Provided data |
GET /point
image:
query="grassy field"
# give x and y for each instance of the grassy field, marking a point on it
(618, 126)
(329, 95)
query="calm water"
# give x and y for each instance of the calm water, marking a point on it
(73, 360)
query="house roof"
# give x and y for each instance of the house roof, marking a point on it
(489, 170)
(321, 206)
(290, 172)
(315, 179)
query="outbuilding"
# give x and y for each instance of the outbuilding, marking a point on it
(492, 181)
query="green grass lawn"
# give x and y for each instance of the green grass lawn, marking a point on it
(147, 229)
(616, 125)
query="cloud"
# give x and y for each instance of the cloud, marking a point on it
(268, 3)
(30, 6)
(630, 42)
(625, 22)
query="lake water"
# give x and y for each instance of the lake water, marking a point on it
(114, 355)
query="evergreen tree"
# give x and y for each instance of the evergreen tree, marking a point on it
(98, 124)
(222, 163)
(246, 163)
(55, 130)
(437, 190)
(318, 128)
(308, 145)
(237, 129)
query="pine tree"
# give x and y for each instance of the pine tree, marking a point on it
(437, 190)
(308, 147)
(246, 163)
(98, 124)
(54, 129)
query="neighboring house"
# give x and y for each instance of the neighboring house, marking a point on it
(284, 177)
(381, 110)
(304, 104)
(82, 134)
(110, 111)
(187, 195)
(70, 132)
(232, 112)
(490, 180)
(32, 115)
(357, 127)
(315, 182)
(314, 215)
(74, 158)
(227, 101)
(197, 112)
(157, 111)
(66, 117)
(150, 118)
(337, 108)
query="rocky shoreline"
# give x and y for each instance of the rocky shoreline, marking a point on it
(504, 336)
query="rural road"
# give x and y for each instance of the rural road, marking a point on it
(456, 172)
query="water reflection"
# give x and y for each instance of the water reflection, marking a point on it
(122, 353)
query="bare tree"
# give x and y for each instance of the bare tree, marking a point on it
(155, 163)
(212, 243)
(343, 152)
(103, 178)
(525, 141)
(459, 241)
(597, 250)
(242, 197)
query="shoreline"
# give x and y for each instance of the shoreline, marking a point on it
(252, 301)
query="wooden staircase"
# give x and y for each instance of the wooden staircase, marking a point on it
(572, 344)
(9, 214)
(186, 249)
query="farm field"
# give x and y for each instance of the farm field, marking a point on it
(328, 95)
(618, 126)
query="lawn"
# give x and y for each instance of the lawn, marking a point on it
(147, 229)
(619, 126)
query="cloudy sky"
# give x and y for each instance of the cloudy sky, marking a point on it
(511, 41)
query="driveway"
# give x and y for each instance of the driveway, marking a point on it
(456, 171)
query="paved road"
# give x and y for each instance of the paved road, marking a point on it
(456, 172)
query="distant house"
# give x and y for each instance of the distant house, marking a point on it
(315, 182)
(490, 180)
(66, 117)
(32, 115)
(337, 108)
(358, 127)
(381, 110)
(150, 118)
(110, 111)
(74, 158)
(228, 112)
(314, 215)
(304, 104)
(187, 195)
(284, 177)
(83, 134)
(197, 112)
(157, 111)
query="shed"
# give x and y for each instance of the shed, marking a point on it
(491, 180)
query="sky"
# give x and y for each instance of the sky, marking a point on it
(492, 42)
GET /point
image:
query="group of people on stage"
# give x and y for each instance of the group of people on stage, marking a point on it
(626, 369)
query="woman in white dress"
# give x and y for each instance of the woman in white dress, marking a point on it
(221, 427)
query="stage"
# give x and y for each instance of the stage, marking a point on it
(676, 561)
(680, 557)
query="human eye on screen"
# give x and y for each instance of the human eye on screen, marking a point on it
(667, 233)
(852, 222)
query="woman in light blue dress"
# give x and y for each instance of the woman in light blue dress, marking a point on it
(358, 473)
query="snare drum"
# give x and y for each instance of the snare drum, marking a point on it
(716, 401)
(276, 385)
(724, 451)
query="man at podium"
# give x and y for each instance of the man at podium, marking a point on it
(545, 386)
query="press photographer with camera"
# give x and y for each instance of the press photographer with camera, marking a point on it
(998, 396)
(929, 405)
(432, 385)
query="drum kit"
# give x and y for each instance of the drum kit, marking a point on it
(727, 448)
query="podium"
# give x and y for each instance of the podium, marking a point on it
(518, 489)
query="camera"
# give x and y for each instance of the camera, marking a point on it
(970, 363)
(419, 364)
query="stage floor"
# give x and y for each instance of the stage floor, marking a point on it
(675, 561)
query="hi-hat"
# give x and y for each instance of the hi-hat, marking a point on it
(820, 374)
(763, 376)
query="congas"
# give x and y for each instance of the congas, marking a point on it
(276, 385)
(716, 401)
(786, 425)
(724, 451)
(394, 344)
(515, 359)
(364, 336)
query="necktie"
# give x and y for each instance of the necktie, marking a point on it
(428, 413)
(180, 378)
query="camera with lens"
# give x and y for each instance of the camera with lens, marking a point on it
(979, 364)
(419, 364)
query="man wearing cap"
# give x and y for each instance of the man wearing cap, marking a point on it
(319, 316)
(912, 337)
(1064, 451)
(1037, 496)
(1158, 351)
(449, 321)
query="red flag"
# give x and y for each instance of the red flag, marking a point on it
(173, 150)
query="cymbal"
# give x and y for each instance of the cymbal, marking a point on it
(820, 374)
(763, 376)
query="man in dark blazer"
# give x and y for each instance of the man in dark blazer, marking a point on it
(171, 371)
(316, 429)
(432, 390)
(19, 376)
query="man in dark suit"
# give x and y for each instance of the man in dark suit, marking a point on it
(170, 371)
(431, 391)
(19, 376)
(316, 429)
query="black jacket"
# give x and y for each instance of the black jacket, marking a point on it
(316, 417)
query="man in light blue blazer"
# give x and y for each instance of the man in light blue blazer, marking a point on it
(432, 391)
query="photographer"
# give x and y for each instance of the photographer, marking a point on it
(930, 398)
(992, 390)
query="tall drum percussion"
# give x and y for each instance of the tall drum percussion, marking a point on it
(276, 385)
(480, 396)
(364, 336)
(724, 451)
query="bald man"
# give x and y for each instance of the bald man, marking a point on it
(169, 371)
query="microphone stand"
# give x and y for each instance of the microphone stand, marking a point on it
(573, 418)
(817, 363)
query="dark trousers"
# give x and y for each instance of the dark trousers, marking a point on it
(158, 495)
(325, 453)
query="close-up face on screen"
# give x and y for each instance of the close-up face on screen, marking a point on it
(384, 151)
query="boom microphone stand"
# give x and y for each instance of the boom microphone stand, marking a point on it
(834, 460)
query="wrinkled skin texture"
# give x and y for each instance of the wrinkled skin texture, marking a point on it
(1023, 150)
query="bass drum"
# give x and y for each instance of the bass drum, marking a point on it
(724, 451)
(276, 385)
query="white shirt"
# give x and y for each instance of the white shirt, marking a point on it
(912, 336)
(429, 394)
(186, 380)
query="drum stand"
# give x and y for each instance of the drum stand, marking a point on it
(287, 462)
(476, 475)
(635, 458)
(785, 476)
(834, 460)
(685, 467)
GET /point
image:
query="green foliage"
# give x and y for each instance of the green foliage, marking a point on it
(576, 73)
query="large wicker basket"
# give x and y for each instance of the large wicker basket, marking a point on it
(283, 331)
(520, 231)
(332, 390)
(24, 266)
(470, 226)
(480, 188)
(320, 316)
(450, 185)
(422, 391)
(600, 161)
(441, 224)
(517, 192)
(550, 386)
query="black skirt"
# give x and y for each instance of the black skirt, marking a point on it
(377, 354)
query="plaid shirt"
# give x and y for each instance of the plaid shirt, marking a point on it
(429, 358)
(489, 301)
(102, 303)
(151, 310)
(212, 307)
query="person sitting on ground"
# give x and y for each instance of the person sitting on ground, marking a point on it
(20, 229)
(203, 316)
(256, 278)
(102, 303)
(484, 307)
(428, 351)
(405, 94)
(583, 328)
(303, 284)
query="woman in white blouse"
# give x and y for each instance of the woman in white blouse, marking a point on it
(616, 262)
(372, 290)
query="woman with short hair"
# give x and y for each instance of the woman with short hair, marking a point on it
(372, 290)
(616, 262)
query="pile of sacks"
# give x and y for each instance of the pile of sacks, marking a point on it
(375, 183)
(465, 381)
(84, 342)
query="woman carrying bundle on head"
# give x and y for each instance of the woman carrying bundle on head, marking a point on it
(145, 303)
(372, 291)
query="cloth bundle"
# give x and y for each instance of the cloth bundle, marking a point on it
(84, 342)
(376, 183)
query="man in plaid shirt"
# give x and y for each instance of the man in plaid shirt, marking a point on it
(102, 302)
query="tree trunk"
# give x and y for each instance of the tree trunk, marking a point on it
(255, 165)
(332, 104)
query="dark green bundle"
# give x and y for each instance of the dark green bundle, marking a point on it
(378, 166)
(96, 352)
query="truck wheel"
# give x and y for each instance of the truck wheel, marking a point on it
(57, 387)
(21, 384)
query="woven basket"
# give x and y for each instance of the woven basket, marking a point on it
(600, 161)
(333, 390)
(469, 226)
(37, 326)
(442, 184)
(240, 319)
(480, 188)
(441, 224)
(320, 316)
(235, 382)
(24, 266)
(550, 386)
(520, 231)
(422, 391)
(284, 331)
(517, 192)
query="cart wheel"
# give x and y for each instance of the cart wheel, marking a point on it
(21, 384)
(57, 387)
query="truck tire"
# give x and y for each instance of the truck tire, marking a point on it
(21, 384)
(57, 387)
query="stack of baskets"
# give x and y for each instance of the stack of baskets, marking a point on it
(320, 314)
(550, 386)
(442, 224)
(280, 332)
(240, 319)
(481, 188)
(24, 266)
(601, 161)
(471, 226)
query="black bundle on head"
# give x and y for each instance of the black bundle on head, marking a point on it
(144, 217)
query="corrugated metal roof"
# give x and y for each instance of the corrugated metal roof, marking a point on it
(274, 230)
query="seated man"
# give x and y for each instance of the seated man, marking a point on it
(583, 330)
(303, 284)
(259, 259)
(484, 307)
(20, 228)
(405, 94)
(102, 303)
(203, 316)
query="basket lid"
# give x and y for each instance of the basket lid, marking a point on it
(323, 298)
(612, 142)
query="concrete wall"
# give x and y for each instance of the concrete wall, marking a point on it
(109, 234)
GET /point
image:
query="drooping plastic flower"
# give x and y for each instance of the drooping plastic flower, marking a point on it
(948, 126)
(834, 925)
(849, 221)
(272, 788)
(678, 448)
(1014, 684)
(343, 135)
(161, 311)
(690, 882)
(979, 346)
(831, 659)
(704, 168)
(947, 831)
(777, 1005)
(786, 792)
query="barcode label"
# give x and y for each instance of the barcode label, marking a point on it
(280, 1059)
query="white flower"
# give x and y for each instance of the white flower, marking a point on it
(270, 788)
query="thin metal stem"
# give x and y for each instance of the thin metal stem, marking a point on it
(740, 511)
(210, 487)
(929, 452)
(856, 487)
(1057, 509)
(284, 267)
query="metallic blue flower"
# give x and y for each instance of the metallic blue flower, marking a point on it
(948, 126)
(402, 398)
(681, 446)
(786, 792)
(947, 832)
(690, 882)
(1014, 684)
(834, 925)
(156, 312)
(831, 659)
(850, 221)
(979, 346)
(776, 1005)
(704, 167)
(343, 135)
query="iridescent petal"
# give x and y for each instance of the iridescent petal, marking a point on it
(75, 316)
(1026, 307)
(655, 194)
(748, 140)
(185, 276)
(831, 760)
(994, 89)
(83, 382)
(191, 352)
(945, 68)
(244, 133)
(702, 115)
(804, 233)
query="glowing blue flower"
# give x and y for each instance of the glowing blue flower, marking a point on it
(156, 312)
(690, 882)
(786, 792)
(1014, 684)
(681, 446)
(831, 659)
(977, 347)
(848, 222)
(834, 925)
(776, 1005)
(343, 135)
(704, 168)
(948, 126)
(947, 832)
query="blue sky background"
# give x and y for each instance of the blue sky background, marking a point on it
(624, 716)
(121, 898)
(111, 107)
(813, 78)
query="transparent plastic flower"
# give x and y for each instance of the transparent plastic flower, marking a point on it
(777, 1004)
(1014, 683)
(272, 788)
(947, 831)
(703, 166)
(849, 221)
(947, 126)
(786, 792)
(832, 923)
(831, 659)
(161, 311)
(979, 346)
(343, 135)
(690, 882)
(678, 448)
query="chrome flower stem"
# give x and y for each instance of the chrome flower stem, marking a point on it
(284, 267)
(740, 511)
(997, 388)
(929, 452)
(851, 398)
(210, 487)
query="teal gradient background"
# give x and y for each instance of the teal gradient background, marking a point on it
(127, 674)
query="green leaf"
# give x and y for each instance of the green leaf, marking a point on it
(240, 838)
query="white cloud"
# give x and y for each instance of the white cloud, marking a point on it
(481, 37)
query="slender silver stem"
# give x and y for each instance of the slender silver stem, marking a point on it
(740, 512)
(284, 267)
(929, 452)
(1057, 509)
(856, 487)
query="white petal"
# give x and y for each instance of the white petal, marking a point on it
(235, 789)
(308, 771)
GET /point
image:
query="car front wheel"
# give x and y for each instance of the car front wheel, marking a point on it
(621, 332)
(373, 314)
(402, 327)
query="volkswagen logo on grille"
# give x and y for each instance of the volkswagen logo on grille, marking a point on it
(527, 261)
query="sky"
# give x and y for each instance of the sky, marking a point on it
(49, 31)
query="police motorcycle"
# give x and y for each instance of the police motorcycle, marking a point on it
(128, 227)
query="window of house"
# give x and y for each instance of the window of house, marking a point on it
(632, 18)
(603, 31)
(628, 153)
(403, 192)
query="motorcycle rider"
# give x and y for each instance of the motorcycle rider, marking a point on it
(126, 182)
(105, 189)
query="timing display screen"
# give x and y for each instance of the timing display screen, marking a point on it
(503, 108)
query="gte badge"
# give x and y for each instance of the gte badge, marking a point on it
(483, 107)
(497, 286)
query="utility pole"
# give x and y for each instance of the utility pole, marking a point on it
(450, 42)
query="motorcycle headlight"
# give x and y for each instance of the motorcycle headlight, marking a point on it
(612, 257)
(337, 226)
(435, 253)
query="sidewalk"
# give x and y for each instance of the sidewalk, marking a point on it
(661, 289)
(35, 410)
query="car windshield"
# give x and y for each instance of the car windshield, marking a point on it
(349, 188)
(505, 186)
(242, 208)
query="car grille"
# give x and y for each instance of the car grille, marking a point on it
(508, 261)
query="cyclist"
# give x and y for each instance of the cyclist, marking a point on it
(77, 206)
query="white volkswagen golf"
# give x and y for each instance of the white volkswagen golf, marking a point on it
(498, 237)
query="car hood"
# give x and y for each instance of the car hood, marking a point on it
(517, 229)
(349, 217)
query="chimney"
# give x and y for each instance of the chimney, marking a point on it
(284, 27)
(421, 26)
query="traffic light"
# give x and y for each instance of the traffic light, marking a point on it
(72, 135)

What you are asked to do |
Show each line from the material above that contains the string "staircase".

Written answer |
query="wooden staircase"
# give x and y for each instance of the wooden staircase, marking a point on it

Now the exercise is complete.